Natural-language object grounding data:
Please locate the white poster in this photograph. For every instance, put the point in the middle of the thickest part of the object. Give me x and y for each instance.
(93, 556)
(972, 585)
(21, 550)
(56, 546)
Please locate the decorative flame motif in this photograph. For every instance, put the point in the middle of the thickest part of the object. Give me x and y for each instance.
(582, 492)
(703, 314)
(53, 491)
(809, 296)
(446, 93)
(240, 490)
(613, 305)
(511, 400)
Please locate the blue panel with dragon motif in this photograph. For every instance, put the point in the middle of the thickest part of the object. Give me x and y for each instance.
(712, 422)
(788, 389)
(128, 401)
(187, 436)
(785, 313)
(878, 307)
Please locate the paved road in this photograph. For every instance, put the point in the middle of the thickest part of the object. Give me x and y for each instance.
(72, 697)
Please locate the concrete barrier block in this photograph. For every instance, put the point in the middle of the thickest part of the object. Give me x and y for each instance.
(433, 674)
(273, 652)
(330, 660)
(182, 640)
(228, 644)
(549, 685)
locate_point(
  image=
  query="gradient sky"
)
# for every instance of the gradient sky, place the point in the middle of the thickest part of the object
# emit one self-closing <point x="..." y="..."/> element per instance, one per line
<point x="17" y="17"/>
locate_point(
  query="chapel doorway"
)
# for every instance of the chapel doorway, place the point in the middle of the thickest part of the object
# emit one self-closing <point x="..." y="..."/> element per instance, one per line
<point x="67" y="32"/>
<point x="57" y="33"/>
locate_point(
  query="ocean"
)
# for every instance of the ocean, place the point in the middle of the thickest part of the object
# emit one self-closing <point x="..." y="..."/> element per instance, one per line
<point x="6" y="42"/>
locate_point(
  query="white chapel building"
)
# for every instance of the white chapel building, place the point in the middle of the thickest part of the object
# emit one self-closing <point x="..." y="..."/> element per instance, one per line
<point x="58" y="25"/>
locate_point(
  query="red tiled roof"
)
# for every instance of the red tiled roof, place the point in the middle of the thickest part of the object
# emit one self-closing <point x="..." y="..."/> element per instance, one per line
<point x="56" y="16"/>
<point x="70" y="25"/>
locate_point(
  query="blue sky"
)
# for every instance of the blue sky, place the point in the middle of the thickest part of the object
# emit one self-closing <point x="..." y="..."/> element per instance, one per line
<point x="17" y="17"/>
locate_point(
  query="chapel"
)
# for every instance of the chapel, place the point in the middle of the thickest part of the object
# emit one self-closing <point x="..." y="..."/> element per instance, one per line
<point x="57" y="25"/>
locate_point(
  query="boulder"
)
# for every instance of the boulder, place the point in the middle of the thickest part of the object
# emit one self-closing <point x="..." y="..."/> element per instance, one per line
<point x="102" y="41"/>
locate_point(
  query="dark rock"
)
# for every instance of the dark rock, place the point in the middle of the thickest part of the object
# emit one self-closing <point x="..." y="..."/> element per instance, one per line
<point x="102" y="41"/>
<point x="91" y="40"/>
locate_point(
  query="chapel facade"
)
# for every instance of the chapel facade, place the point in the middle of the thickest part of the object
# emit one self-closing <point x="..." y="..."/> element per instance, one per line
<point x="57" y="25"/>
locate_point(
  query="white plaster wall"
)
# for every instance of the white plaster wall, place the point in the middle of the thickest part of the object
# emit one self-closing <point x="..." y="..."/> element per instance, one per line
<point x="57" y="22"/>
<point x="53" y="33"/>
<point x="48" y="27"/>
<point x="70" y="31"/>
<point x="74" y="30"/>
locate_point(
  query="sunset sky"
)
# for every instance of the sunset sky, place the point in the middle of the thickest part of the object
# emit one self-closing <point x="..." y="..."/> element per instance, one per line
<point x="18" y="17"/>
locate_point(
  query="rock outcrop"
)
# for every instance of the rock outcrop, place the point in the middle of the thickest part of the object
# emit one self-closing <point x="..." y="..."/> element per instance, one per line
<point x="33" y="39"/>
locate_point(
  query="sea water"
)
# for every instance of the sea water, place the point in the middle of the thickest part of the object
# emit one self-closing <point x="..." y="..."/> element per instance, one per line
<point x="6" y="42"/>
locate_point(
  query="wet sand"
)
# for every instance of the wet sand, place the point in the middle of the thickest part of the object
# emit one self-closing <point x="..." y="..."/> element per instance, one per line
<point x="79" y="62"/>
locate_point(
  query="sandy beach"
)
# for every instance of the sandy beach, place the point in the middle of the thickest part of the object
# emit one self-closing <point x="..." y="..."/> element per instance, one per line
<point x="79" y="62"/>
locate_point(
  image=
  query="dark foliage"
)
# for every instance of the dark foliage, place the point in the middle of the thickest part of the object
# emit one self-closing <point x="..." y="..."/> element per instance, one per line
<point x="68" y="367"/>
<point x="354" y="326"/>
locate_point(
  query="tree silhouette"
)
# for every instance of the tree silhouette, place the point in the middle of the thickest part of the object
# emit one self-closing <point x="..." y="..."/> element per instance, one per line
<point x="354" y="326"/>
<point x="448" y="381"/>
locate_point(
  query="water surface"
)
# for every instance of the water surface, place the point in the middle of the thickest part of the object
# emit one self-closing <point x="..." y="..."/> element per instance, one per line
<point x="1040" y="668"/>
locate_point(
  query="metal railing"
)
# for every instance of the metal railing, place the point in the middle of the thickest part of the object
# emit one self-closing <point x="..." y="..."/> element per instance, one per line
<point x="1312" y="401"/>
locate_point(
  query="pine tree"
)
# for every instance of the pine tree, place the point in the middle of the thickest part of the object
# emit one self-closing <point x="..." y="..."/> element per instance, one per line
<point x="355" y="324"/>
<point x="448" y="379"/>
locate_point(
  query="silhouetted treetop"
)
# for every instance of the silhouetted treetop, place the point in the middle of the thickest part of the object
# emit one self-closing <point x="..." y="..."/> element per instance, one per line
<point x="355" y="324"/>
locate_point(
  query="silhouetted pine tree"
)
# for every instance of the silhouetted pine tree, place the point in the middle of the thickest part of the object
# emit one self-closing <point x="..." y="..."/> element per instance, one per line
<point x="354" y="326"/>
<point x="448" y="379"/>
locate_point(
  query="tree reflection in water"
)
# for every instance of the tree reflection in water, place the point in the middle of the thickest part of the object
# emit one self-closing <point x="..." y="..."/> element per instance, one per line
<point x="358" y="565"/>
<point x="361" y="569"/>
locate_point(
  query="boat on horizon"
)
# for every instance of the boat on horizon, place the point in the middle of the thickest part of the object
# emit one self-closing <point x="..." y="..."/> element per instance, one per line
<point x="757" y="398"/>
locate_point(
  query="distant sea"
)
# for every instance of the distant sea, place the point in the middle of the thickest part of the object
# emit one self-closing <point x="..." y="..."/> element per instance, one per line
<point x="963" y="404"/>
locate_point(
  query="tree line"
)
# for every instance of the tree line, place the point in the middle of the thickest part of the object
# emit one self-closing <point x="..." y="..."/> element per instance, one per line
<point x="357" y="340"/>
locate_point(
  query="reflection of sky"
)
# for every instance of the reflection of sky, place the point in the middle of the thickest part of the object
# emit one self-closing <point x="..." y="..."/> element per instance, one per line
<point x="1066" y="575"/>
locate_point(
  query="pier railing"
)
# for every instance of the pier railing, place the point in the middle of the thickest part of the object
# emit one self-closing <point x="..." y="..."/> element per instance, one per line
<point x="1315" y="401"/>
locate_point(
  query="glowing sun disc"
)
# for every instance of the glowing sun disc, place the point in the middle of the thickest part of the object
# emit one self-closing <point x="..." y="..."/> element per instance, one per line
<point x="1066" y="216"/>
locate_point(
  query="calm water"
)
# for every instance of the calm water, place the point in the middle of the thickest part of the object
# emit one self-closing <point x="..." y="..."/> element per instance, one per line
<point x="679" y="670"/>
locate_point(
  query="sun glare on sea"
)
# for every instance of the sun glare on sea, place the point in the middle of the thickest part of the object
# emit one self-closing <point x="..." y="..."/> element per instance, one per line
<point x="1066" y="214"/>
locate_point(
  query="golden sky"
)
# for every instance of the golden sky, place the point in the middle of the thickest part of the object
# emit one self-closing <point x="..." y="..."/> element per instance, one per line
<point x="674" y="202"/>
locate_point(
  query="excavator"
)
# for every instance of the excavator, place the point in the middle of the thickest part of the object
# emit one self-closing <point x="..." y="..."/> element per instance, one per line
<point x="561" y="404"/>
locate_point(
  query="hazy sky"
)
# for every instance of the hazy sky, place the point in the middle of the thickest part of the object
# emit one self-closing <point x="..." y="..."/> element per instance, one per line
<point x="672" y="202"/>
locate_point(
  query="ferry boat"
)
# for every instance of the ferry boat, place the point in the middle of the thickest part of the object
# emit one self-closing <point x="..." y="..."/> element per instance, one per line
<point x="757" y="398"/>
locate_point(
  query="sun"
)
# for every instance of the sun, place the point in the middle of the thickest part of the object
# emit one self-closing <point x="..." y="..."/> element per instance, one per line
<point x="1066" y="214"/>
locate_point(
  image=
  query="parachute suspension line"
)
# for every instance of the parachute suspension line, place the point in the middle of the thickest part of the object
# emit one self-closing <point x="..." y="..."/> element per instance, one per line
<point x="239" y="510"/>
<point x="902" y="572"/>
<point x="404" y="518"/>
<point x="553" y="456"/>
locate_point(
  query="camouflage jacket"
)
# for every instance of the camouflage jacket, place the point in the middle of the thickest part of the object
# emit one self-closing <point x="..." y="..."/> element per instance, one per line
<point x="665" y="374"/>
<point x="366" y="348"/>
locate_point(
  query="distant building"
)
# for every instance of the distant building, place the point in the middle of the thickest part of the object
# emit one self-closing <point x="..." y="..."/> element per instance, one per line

Work instructions
Copy out the lines above exactly, beginning at the one that contains "# for every instance of the sun glare" and ending at the one that contains "# for every instance of the golden".

Response below
# for every instance of the sun glare on sea, place the point in the middle of the thickest part of the object
# emit one self-closing <point x="..." y="..."/> element per instance, one per line
<point x="1066" y="214"/>
locate_point(
  query="golden sky"
)
# for every instance of the golden sky, place the point in the middle of the thickest part of the object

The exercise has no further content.